CONSIGNE 1
Recopiez le passage de l'intervention sur le délit d'entrave, de « L’article unique complète » à « est toujours contesté. ».
CONSIGNE 2
Répondez aux questions suivantes à partir de l'intervention sur le délit d'entrave.
(a) En quelle année la Cour de cassation a-t-elle précisé que la liberté d'opinion pouvait être restreinte ?
(b) À quel article du code de la santé publique le délit d'entrave est-il déjà défini ?
(c) En 2009, quelle proportion des IVG étaient pratiquées sur des femmes sous contraception ?

EXTRAIT À LIRE

Intervention de Sonia Lagarde

Séance en hémicycle du 26 janvier 2017 à 9h30
Extension du délit d'entrave à l'interruption volontaire de grossesse — Discussion générale

Photo issue du site de l'Assemblée nationale ou de WikipediaSonia Lagarde :

En première lecture, les opposants à cette proposition de loi ont soulevé l’argument de la liberté d’expression, mais il ne s’agit pas de cela.

Et quand bien même la liberté d’expression serait fragilisée, la Cour de cassation a précisé dès 1996 que la liberté d’opinion et la liberté de manifester ses convictions peuvent « être restreintes par des mesures nécessaires à la protection de la santé ou des droits d’autrui ».

L’objectif que nous défendons est simple : les femmes qui se posent des questions, ou qui ont déjà fait leur choix, doivent pouvoir disposer d’une information la plus juste possible car s’il existe des positions différentes, elles méritent chacune d’être respectées.

Cette proposition de loi n’encourage nullement le recours à l’avortement. Elle vise simplement à sanctionner les pratiques de dissimulation opérées par certains sites internet.

L’article unique complète le délit d’entrave tel que nous le connaissons et le code de la santé publique le définit déjà à l’article L. 2223-2.

Nous l’avons dit en première lecture, l’équilibre est ténu entre la liberté d’expression et le droit d’interrompre sa grossesse. Sur ce point, le travail de nos collègues sénateurs aurait permis de rassurer les plus sceptiques quant aux éventuels risques d’inconstitutionnalité.

La rédaction issue du Sénat ne changeait pas la définition du délit en ce qui concerne les motivations des auteurs de l’infraction – « empêcher ou tenter d’empêcher de pratiquer ou de s’informer sur une IVG » – mais elle condamnait tous les moyens par lesquels peuvent s’exercer les pressions morales et psychologiques.

Mes chers collègues, je le redis avec gravité, ce texte nous rappelle que ce droit donné aux femmes est toujours contesté.

Il est contesté en Europe, en Pologne, en Espagne, mais aussi en France où, dimanche dernier, des milliers de militants hostiles à l’avortement se sont rassemblés. Le combat, commencé dès les années 1960, se poursuit encore.

Alors que ce droit ne semble pas essentiel pour certains, nous ne devons jamais oublier que le combat a d’abord été mené par les femmes, pour les femmes.

Enfin, rappelons qu’au-delà de la conservation de ce droit acquis, il est essentiel de poursuivre les actions de prévention, notamment auprès du jeune public, pour que l’interruption volontaire de grossesse ne soit pas le seul ultime recours.

Aujourd’hui, la France se caractérise par l’importance des échecs contraceptifs, du fait notamment d’un défaut d’observance. En 2009, 72 % des IVG étaient pratiquées sur des femmes sous contraception.

On le sait, le recours à la contraception de rattrapage ou pilule du lendemain reste trop faible. Chez les femmes de 18-24 ans, près de la moitié des grossesses sont des grossesses non désirées, aussi est-il nécessaire d’intensifier encore les campagnes de prévention.

Il est tout aussi indispensable de repenser la formation du personnel médical, pour qu’elle évolue et permette de mieux préparer les médecins généralistes et les sages-femmes au rôle qu’ils sont appelés à jouer en matière de prévention et d’accompagnement.

Mes chers collègues, sur un sujet de cette nature, qui touche à l’intime et aux convictions de chacun, je peux comprendre que des divergences puissent apparaître, mais dans leur grande majorité, les députés du groupe UDI sont favorables à ce texte.

À titre plus personnel, je sais tout le travail qui reste malheureusement à faire pour arriver, ne serait-ce que dans cet hémicycle, à une égalité parfaite, mais aussi à l’égalité salariale, à diplôme égal, à une égalité tout simplement naturelle entre les femmes et les hommes. Bien des comportements doivent évoluer et puisque les acquis restent fragiles, il revient à nous, législateurs, de les conforter, de les préserver sans cesse.

Je dédie mon vote favorable aux femmes.

EXTRAITS DE DONNÉES
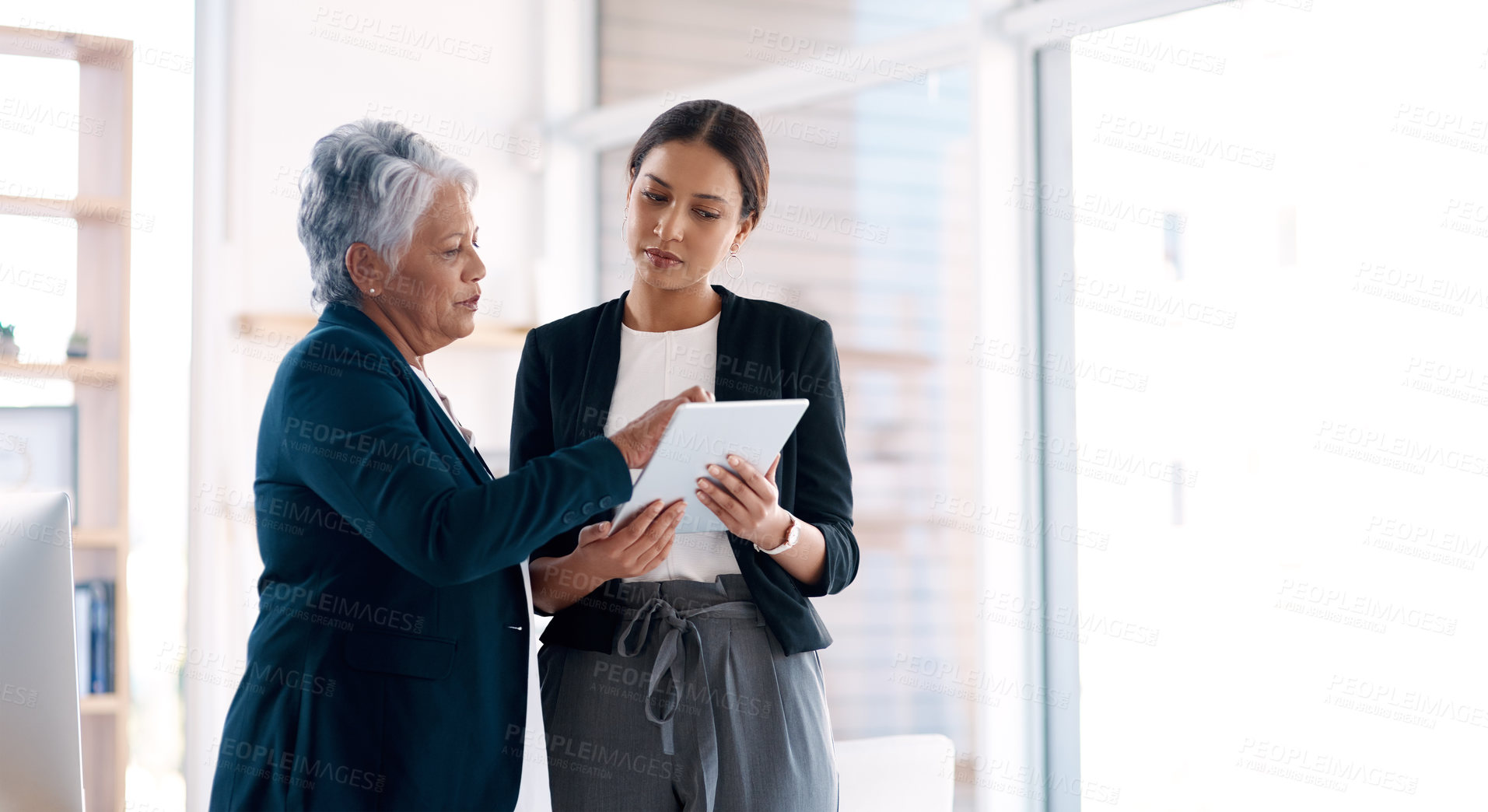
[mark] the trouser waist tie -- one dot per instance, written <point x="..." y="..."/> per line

---

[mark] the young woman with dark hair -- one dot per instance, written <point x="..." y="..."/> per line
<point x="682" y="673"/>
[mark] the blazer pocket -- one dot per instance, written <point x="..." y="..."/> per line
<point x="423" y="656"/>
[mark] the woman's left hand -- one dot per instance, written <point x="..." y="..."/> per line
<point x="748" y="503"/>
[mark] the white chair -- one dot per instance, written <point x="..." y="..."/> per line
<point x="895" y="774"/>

RÉPONSE 1
L’article unique complète le délit d’entrave tel que nous le connaissons et le code de la santé publique le définit déjà à l’article L. 2223-2.

Nous l’avons dit en première lecture, l’équilibre est ténu entre la liberté d’expression et le droit d’interrompre sa grossesse. Sur ce point, le travail de nos collègues sénateurs aurait permis de rassurer les plus sceptiques quant aux éventuels risques d’inconstitutionnalité.

La rédaction issue du Sénat ne changeait pas la définition du délit en ce qui concerne les motivations des auteurs de l’infraction – « empêcher ou tenter d’empêcher de pratiquer ou de s’informer sur une IVG » – mais elle condamnait tous les moyens par lesquels peuvent s’exercer les pressions morales et psychologiques.

Mes chers collègues, je le redis avec gravité, ce texte nous rappelle que ce droit donné aux femmes est toujours contesté.

RÉPONSE 2
(a) En 1996.
(b) À l'article L. 2223-2.
(c) 72 %.